- [Data supplied]:
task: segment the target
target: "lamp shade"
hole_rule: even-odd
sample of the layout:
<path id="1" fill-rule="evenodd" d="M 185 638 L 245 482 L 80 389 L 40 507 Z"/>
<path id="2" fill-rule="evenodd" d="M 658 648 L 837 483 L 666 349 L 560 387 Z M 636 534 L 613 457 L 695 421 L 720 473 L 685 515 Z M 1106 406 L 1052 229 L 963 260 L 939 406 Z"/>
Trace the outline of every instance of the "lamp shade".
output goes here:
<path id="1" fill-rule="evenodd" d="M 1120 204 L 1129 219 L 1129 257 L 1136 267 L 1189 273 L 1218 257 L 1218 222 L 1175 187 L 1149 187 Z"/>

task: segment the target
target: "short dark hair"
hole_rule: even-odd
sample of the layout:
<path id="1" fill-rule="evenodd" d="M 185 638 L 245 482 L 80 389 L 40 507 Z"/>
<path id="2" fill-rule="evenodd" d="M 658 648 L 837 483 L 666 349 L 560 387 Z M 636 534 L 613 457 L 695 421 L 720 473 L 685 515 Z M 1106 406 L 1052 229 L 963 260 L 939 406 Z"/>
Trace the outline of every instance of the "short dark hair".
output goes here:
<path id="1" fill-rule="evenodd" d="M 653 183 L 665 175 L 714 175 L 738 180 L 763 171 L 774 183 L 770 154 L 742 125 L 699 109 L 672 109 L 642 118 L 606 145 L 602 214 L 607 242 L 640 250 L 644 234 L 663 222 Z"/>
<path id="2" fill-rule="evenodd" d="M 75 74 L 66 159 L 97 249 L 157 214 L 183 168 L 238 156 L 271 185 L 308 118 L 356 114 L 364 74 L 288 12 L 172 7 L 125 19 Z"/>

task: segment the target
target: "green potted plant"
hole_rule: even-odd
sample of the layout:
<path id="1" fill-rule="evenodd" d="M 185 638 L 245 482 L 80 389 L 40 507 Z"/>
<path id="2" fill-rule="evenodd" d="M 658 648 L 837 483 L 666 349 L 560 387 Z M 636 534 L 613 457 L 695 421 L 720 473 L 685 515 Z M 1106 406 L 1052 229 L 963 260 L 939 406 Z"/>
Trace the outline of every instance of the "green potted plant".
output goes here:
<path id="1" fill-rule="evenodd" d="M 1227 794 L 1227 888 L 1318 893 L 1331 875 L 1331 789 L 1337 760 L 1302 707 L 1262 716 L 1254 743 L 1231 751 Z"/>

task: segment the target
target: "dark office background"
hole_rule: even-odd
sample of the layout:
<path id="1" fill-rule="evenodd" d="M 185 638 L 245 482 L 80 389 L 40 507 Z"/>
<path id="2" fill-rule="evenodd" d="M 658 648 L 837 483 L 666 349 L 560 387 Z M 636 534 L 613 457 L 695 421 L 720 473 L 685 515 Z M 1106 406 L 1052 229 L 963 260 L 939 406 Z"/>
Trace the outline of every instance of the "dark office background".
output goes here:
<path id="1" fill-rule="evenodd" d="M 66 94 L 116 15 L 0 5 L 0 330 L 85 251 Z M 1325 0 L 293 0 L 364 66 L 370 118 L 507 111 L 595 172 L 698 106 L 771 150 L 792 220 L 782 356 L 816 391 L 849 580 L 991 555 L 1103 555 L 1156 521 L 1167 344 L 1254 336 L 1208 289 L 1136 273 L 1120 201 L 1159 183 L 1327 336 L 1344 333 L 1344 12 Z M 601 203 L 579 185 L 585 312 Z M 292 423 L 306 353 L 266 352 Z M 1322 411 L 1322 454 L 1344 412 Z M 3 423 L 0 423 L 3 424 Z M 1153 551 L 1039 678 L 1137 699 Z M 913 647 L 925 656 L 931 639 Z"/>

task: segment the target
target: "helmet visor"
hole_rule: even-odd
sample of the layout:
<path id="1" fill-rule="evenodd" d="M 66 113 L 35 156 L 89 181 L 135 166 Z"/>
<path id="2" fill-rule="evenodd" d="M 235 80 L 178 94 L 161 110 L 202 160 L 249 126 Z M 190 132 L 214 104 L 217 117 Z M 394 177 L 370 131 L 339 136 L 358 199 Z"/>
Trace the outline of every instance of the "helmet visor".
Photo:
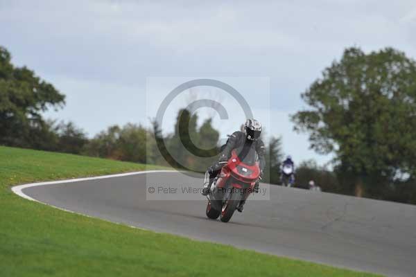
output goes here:
<path id="1" fill-rule="evenodd" d="M 260 137 L 261 131 L 254 131 L 251 129 L 247 128 L 247 138 L 251 140 L 257 140 Z"/>

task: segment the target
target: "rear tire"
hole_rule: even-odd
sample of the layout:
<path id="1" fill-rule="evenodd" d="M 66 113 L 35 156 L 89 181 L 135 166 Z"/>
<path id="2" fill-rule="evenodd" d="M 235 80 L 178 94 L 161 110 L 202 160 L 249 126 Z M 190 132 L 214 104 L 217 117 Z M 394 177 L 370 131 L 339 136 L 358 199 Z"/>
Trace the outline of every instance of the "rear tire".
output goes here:
<path id="1" fill-rule="evenodd" d="M 229 199 L 223 206 L 220 220 L 223 222 L 228 222 L 236 211 L 236 208 L 241 201 L 242 193 L 239 189 L 233 189 Z"/>
<path id="2" fill-rule="evenodd" d="M 207 217 L 211 220 L 216 220 L 217 218 L 218 218 L 220 213 L 221 212 L 212 208 L 212 206 L 211 206 L 211 202 L 209 201 L 208 204 L 207 204 L 207 210 L 205 211 Z"/>

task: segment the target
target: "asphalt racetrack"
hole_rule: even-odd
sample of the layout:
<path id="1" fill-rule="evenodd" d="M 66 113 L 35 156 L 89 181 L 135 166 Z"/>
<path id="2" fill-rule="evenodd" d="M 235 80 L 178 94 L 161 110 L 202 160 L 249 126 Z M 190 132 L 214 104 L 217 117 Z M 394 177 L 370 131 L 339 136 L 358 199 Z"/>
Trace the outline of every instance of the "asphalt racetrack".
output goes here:
<path id="1" fill-rule="evenodd" d="M 146 200 L 150 182 L 156 187 L 200 188 L 201 177 L 152 172 L 22 192 L 57 207 L 156 231 L 384 275 L 416 276 L 415 206 L 270 186 L 270 200 L 249 200 L 243 213 L 236 212 L 223 223 L 206 217 L 202 195 L 192 201 Z"/>

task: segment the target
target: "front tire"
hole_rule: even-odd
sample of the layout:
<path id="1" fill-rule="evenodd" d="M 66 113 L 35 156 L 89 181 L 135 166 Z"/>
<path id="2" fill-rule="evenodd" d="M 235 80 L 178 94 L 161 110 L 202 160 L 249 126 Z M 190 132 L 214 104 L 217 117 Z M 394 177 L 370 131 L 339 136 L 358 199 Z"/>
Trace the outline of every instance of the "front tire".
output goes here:
<path id="1" fill-rule="evenodd" d="M 228 222 L 236 211 L 236 208 L 241 201 L 241 192 L 239 189 L 233 189 L 229 199 L 223 205 L 220 220 L 223 222 Z"/>
<path id="2" fill-rule="evenodd" d="M 216 220 L 220 216 L 221 212 L 217 211 L 212 208 L 211 205 L 211 202 L 208 201 L 208 204 L 207 204 L 207 210 L 205 211 L 205 214 L 208 218 L 211 220 Z"/>

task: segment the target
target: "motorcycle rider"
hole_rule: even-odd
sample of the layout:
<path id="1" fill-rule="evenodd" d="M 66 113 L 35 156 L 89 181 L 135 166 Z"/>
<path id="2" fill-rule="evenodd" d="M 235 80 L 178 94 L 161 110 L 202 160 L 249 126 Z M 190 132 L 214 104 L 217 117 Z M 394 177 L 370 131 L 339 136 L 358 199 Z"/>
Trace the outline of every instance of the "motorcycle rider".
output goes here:
<path id="1" fill-rule="evenodd" d="M 261 125 L 259 121 L 255 119 L 248 119 L 244 124 L 243 132 L 234 132 L 231 136 L 229 136 L 227 143 L 223 148 L 223 150 L 220 154 L 218 161 L 216 161 L 214 165 L 210 166 L 205 173 L 205 176 L 209 177 L 209 181 L 206 180 L 205 184 L 202 189 L 202 195 L 207 195 L 209 193 L 209 188 L 211 184 L 214 181 L 214 179 L 217 177 L 218 173 L 221 171 L 223 166 L 225 166 L 228 161 L 228 159 L 231 157 L 231 152 L 233 149 L 237 148 L 240 146 L 254 148 L 257 154 L 259 155 L 259 163 L 260 167 L 260 179 L 263 176 L 263 170 L 266 166 L 265 154 L 266 148 L 264 143 L 260 138 L 260 134 L 261 134 Z M 254 185 L 254 190 L 255 193 L 259 191 L 259 181 L 256 182 Z M 240 213 L 243 212 L 244 208 L 243 205 L 245 201 L 242 202 L 239 206 L 237 208 L 237 211 Z"/>
<path id="2" fill-rule="evenodd" d="M 291 155 L 288 155 L 286 157 L 286 160 L 283 161 L 283 163 L 281 164 L 281 172 L 280 174 L 281 182 L 283 182 L 283 177 L 286 175 L 283 171 L 283 168 L 284 168 L 285 166 L 292 167 L 292 173 L 289 176 L 288 176 L 288 177 L 290 180 L 291 184 L 293 184 L 293 183 L 295 183 L 295 163 L 292 160 L 292 157 Z"/>

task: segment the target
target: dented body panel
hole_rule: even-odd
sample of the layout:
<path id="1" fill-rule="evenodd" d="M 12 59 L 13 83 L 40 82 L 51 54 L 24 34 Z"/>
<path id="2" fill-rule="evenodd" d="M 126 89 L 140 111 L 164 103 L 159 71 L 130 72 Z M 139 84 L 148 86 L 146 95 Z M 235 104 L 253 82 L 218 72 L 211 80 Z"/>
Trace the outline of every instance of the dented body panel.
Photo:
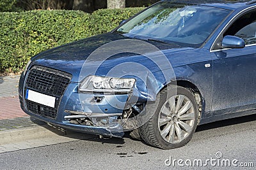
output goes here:
<path id="1" fill-rule="evenodd" d="M 132 39 L 109 32 L 52 48 L 35 56 L 28 67 L 28 71 L 22 74 L 19 81 L 19 93 L 22 110 L 36 118 L 73 131 L 122 137 L 124 127 L 120 121 L 124 118 L 125 110 L 144 111 L 140 110 L 138 106 L 145 103 L 154 103 L 157 95 L 168 85 L 182 81 L 193 85 L 198 90 L 196 92 L 200 97 L 198 107 L 202 110 L 200 124 L 253 114 L 256 106 L 255 45 L 243 49 L 212 50 L 213 45 L 227 25 L 241 11 L 248 7 L 240 3 L 233 6 L 205 5 L 228 9 L 230 13 L 199 48 L 143 40 L 158 48 L 161 53 L 150 52 L 148 55 L 152 57 L 145 57 L 143 55 L 125 52 L 107 60 L 100 57 L 90 59 L 90 55 L 102 46 L 114 41 Z M 166 58 L 161 57 L 162 53 Z M 172 67 L 165 66 L 166 59 Z M 86 60 L 90 68 L 86 74 L 81 74 Z M 86 76 L 108 76 L 113 69 L 124 62 L 132 63 L 131 66 L 133 67 L 131 70 L 133 72 L 130 73 L 125 67 L 120 67 L 118 73 L 115 72 L 111 76 L 121 77 L 125 73 L 125 78 L 135 78 L 136 81 L 131 92 L 115 94 L 79 92 L 79 87 Z M 136 66 L 136 64 L 140 66 Z M 32 113 L 26 104 L 26 79 L 35 66 L 72 75 L 65 92 L 60 97 L 61 101 L 54 119 Z M 95 73 L 90 72 L 95 68 Z M 146 69 L 150 73 L 145 71 Z M 136 76 L 132 75 L 132 73 L 136 73 Z M 43 111 L 44 106 L 40 105 L 38 109 Z M 106 116 L 108 114 L 111 116 Z M 96 120 L 95 115 L 102 115 L 102 118 Z M 76 124 L 70 118 L 65 118 L 70 116 L 92 117 L 92 120 Z"/>

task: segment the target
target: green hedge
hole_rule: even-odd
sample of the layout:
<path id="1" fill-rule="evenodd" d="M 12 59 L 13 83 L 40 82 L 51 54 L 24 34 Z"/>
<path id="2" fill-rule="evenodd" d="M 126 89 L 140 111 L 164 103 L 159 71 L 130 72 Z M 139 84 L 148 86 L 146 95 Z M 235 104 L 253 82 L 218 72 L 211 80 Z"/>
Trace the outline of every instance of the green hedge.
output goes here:
<path id="1" fill-rule="evenodd" d="M 110 31 L 143 9 L 100 10 L 92 14 L 66 10 L 0 13 L 0 72 L 19 72 L 33 55 Z"/>

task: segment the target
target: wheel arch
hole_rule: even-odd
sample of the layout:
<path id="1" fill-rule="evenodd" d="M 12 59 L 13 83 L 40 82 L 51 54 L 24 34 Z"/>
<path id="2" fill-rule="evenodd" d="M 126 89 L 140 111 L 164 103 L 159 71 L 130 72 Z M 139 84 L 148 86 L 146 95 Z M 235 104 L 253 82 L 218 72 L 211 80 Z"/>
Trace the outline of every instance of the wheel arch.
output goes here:
<path id="1" fill-rule="evenodd" d="M 199 111 L 199 117 L 198 117 L 198 124 L 200 122 L 200 118 L 202 117 L 202 115 L 204 114 L 204 108 L 205 108 L 205 100 L 204 99 L 204 97 L 200 92 L 200 89 L 198 87 L 193 83 L 191 81 L 189 80 L 176 80 L 175 81 L 172 81 L 168 84 L 164 86 L 159 91 L 162 91 L 168 85 L 177 85 L 180 87 L 182 87 L 188 89 L 194 96 L 196 103 L 198 104 L 198 109 Z"/>

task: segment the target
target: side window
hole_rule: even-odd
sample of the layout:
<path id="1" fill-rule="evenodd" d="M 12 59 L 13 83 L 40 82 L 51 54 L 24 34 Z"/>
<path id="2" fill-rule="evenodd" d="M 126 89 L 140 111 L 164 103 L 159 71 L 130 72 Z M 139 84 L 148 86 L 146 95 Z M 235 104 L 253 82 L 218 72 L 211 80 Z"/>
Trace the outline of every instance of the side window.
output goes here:
<path id="1" fill-rule="evenodd" d="M 246 45 L 256 44 L 256 12 L 250 12 L 239 18 L 223 34 L 243 39 Z"/>

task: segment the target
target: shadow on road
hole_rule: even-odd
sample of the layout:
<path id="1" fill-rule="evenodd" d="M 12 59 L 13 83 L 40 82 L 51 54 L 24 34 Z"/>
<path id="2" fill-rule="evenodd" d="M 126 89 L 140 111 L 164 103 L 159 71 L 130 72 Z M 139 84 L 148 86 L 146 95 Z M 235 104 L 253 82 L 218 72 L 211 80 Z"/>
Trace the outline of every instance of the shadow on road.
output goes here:
<path id="1" fill-rule="evenodd" d="M 210 124 L 207 124 L 202 125 L 199 125 L 196 128 L 196 132 L 200 132 L 206 131 L 211 129 L 216 129 L 225 126 L 232 125 L 235 124 L 243 124 L 245 122 L 249 122 L 256 120 L 256 115 L 252 115 L 249 116 L 234 118 L 230 119 L 227 119 L 224 120 L 214 122 Z"/>

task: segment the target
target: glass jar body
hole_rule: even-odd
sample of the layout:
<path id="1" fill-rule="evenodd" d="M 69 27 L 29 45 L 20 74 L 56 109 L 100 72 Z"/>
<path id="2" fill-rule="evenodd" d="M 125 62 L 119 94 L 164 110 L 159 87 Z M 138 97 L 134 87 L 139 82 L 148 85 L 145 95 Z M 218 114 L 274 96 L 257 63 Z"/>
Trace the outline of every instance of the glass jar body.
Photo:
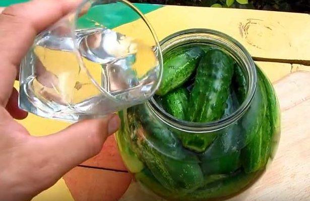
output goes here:
<path id="1" fill-rule="evenodd" d="M 273 158 L 280 135 L 275 92 L 259 68 L 256 71 L 246 107 L 238 117 L 232 113 L 229 123 L 215 122 L 216 128 L 195 123 L 190 129 L 180 128 L 182 122 L 161 115 L 164 111 L 154 105 L 154 99 L 119 112 L 116 140 L 136 180 L 157 195 L 176 200 L 224 199 L 254 183 Z M 184 148 L 185 141 L 194 146 L 211 143 L 197 152 Z"/>

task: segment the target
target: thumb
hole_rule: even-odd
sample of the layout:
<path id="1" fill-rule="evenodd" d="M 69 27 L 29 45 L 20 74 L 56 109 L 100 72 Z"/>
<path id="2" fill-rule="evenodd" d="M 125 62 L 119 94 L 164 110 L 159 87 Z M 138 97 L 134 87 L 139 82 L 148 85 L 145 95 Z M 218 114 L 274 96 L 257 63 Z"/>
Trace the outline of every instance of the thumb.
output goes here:
<path id="1" fill-rule="evenodd" d="M 47 176 L 49 173 L 54 180 L 50 181 L 56 182 L 70 169 L 99 153 L 106 138 L 119 124 L 118 116 L 110 114 L 102 119 L 84 120 L 57 133 L 37 138 L 35 147 L 46 161 L 42 173 Z"/>

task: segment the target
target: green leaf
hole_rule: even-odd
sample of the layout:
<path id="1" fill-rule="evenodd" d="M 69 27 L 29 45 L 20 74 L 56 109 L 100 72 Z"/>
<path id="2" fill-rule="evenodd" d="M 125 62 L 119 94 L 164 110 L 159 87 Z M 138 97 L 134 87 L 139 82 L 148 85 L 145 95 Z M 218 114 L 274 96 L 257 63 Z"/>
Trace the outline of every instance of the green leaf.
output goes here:
<path id="1" fill-rule="evenodd" d="M 211 7 L 213 8 L 222 8 L 222 5 L 219 4 L 214 4 L 211 6 Z"/>
<path id="2" fill-rule="evenodd" d="M 237 2 L 238 2 L 240 4 L 249 4 L 249 2 L 247 0 L 236 0 Z"/>
<path id="3" fill-rule="evenodd" d="M 229 7 L 230 6 L 232 5 L 234 1 L 235 0 L 226 0 L 226 5 Z"/>

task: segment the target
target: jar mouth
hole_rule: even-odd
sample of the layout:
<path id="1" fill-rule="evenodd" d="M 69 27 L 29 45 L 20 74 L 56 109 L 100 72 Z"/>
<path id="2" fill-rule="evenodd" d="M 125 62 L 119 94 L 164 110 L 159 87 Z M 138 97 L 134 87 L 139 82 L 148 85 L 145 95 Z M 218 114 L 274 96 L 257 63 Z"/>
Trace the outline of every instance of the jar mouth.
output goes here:
<path id="1" fill-rule="evenodd" d="M 220 32 L 207 29 L 192 29 L 174 33 L 162 40 L 160 44 L 165 52 L 189 44 L 208 44 L 220 48 L 231 56 L 244 71 L 247 84 L 244 101 L 230 115 L 218 120 L 194 122 L 175 118 L 166 112 L 152 97 L 147 104 L 157 117 L 169 126 L 189 132 L 208 132 L 226 127 L 239 119 L 251 105 L 256 90 L 257 74 L 254 61 L 247 51 L 238 41 Z"/>

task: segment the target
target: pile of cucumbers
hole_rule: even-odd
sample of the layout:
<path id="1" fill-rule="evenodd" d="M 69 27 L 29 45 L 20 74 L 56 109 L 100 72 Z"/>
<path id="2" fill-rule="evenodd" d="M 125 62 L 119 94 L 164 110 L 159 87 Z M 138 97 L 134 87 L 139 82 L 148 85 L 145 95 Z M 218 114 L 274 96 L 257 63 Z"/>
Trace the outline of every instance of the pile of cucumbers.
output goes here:
<path id="1" fill-rule="evenodd" d="M 223 129 L 193 133 L 169 126 L 147 104 L 119 113 L 118 147 L 129 171 L 169 200 L 207 200 L 248 186 L 272 157 L 279 134 L 273 88 L 257 68 L 256 91 L 237 121 Z M 223 50 L 201 45 L 164 54 L 162 81 L 154 99 L 176 119 L 218 121 L 244 101 L 243 72 Z"/>

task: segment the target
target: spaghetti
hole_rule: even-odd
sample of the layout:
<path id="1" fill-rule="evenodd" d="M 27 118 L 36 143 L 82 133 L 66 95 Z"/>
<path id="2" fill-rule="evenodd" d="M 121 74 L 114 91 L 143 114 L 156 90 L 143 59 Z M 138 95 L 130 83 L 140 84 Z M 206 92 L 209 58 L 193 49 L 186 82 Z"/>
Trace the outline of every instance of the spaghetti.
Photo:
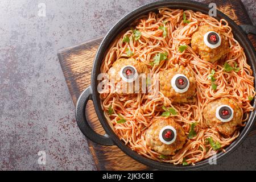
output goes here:
<path id="1" fill-rule="evenodd" d="M 189 23 L 184 23 L 183 13 Z M 228 40 L 229 46 L 229 52 L 214 63 L 201 59 L 189 46 L 193 34 L 199 26 L 204 24 L 217 28 Z M 163 36 L 163 31 L 159 28 L 160 26 L 166 27 L 166 37 Z M 131 57 L 147 65 L 150 68 L 151 75 L 174 68 L 177 64 L 188 68 L 196 80 L 196 101 L 193 104 L 173 104 L 160 92 L 158 97 L 153 99 L 150 96 L 155 93 L 118 94 L 111 89 L 109 84 L 109 93 L 100 93 L 100 98 L 105 117 L 114 131 L 126 145 L 140 155 L 174 164 L 182 164 L 184 159 L 186 159 L 188 164 L 195 165 L 196 162 L 216 154 L 210 144 L 206 142 L 209 137 L 218 141 L 225 152 L 225 147 L 239 136 L 239 129 L 233 136 L 226 137 L 208 128 L 203 117 L 204 108 L 216 98 L 224 97 L 233 98 L 241 104 L 243 110 L 244 118 L 240 125 L 244 126 L 249 113 L 253 110 L 248 98 L 255 95 L 252 71 L 246 63 L 243 48 L 234 38 L 228 22 L 225 19 L 218 21 L 208 15 L 192 10 L 161 8 L 158 13 L 151 12 L 136 20 L 131 27 L 141 32 L 141 38 L 137 40 L 130 39 L 129 42 L 124 42 L 123 39 L 126 36 L 134 36 L 133 30 L 126 30 L 119 35 L 106 53 L 101 73 L 107 73 L 116 60 L 129 57 L 126 53 L 126 49 L 129 48 L 134 53 Z M 185 51 L 179 51 L 180 45 L 187 45 Z M 161 52 L 167 52 L 167 59 L 160 61 L 159 65 L 151 65 L 150 63 L 154 61 L 154 56 Z M 237 63 L 240 71 L 225 72 L 224 60 L 230 65 Z M 216 90 L 212 89 L 211 81 L 208 77 L 212 69 L 215 71 Z M 152 85 L 156 84 L 156 81 L 153 79 Z M 187 135 L 191 124 L 197 123 L 196 136 L 187 139 L 183 147 L 175 155 L 164 159 L 159 157 L 160 154 L 146 144 L 144 138 L 146 131 L 152 124 L 152 119 L 162 118 L 163 105 L 175 108 L 178 114 L 170 117 L 182 126 Z M 111 115 L 108 111 L 110 107 L 113 110 Z M 120 115 L 127 121 L 125 123 L 117 123 Z"/>

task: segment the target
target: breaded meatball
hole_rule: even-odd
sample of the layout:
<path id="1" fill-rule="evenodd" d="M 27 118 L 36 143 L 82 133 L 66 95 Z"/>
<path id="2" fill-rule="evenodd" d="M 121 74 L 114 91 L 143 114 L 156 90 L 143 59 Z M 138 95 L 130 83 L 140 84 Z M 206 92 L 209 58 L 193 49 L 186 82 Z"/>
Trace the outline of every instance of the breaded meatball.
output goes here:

- [Instructions for the task]: Reproduce verbatim the stretch of lines above from the very first line through the line that contains "1120 204 L 1129".

- [Written solution]:
task: segment the target
target: "lamp shade"
hole_rule: even-odd
sample of the layout:
<path id="1" fill-rule="evenodd" d="M 185 638 L 245 482 L 80 389 L 40 507 Z"/>
<path id="2" fill-rule="evenodd" d="M 658 648 L 837 483 L 666 349 L 560 387 Z M 636 534 L 613 457 L 695 421 L 720 473 L 685 515 Z M 1106 406 L 1052 229 L 963 260 L 939 406 Z"/>
Trace the outline of every instance of the "lamp shade".
output goes here:
<path id="1" fill-rule="evenodd" d="M 1120 204 L 1129 219 L 1129 257 L 1136 267 L 1189 273 L 1218 257 L 1218 222 L 1175 187 L 1149 187 Z"/>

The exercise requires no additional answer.